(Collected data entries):
————————

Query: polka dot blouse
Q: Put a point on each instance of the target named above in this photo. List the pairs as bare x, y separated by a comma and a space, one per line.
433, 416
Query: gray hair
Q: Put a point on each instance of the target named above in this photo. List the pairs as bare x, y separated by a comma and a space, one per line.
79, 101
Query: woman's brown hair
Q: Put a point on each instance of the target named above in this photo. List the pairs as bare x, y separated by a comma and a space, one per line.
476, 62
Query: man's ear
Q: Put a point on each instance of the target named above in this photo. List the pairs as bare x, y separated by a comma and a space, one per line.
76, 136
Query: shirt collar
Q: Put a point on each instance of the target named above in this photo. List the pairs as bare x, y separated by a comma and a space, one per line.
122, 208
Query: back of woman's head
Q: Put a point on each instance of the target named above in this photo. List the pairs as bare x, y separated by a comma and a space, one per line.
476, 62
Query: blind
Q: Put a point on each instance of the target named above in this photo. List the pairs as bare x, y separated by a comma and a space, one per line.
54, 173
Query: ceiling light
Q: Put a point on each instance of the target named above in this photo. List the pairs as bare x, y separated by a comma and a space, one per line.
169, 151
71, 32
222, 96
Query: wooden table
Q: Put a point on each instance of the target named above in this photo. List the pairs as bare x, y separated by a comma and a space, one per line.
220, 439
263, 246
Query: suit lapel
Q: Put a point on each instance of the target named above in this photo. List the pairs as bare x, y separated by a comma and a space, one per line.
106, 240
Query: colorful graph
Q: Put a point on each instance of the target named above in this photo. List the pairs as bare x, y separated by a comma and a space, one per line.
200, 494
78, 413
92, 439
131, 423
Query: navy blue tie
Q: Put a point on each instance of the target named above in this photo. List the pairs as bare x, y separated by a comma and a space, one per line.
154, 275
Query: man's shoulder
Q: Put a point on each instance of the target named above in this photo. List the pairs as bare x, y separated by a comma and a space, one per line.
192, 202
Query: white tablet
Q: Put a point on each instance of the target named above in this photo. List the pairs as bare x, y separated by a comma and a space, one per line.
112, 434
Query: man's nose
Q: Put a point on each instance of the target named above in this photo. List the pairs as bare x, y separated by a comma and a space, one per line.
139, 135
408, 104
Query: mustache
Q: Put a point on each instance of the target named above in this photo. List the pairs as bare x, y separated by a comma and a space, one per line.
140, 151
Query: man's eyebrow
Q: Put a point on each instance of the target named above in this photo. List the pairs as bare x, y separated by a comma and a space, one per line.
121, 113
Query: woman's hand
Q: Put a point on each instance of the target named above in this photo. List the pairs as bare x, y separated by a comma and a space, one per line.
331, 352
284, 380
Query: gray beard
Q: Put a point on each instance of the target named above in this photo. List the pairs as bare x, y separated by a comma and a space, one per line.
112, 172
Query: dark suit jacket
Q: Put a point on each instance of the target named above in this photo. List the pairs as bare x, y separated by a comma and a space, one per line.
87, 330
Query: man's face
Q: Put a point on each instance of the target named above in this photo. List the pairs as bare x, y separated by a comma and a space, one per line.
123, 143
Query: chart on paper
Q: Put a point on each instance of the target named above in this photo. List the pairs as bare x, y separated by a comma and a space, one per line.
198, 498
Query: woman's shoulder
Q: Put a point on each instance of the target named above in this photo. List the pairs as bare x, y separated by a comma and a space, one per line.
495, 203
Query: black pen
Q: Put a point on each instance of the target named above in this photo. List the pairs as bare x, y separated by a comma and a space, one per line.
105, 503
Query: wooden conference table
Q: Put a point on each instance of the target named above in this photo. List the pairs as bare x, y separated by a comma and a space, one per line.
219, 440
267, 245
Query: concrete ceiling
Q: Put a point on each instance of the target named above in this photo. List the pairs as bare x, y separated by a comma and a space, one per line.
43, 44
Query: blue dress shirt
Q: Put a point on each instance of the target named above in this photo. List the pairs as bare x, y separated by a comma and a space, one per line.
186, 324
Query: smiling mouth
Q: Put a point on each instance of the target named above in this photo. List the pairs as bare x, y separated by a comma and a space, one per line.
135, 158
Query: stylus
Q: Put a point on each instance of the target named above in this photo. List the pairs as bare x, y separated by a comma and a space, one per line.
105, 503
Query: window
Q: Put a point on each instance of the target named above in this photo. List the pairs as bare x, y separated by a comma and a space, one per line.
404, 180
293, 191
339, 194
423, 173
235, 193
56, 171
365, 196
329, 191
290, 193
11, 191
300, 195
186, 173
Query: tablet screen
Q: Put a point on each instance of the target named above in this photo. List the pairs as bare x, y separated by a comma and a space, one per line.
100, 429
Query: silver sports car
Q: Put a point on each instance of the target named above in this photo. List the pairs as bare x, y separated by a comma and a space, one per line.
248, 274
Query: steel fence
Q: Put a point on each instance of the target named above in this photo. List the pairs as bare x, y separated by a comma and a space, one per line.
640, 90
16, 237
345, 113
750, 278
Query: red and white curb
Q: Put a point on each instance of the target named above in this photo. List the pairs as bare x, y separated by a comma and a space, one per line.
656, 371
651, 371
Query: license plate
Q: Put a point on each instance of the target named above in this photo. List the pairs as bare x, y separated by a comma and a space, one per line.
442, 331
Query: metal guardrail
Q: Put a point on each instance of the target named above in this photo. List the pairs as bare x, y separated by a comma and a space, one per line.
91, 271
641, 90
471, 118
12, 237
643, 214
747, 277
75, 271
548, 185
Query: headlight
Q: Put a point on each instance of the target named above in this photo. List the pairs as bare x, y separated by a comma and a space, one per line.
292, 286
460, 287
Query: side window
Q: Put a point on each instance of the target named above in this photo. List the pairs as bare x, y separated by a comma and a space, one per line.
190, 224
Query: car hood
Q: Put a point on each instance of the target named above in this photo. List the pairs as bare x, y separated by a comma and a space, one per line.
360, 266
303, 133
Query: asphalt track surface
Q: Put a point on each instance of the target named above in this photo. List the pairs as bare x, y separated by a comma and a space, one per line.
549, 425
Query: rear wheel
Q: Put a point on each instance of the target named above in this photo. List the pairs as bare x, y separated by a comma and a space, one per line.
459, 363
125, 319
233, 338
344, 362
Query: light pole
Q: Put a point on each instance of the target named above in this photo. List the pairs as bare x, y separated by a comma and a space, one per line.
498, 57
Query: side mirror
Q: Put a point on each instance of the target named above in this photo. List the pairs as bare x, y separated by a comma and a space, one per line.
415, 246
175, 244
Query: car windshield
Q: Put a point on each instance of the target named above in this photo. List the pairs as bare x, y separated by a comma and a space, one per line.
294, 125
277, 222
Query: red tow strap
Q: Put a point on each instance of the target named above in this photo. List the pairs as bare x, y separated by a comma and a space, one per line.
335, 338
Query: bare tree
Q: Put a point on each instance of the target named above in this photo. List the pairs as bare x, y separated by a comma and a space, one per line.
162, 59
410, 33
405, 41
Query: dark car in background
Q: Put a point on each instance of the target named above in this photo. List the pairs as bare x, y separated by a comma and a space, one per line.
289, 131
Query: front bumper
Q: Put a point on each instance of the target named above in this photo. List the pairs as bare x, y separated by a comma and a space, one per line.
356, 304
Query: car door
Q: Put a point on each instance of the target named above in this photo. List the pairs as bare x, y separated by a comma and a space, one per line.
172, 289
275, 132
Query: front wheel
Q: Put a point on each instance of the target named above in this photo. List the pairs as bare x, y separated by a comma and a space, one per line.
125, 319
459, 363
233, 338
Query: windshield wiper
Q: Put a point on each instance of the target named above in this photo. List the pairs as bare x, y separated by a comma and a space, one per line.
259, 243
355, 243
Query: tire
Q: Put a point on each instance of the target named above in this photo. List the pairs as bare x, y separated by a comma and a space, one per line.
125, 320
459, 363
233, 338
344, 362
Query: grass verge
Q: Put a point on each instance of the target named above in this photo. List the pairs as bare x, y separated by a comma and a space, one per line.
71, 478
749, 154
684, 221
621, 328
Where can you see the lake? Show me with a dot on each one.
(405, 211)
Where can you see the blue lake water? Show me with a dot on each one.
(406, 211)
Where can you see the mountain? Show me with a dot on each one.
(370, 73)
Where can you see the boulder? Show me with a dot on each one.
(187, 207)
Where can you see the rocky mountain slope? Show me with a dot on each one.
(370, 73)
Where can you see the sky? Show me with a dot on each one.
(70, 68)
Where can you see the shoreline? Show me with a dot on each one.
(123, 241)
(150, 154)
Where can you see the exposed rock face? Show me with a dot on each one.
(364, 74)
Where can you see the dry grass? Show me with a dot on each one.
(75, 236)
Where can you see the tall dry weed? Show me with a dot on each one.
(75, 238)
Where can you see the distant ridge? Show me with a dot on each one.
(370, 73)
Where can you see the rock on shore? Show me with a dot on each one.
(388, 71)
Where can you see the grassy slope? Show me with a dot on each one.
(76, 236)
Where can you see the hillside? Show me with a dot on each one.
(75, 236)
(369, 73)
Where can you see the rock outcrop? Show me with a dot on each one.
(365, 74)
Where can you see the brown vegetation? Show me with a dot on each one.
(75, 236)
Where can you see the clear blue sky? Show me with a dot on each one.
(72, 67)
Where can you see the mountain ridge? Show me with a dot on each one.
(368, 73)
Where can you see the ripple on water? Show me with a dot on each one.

————————

Write out again every line from the one with "Where can you see the sky?" up to and including the last line, requests and all, and increase each coordinate in the answers by 37.

(FULL OUTPUT):
Where can you see the sky? Show me with a dot on each one.
(107, 105)
Where can you see the shoreline? Show me with a dot on each one.
(160, 278)
(187, 191)
Where can you see the exposed rock face? Show me with a dot on each one.
(401, 111)
Where can you see the dry grass? Show me with a dot on each one.
(112, 273)
Where can you see the tall dry weed? Show me with a dot on each one.
(112, 275)
Where can you see the distant ridge? Show me with a dot on each one.
(407, 110)
Where can you see the rock on shore? Show me with a dot on each one.
(425, 108)
Where can you see the grassy slope? Show me with a dot on each one.
(113, 273)
Where can you see the hillside? Show me with a dot on each one.
(112, 273)
(406, 110)
Where can you see the rock outcrop? Show me with a dot on each one.
(402, 111)
Where can you see the brown vegetation? Show me with a dot on each one.
(112, 273)
Where can you see the clear blue sky? Show me with a dot on each one.
(109, 104)
Where can you see the mountain ridge? Show me with a dot on each one.
(405, 110)
Where can you see the ripple on water? Show me with a dot on each one.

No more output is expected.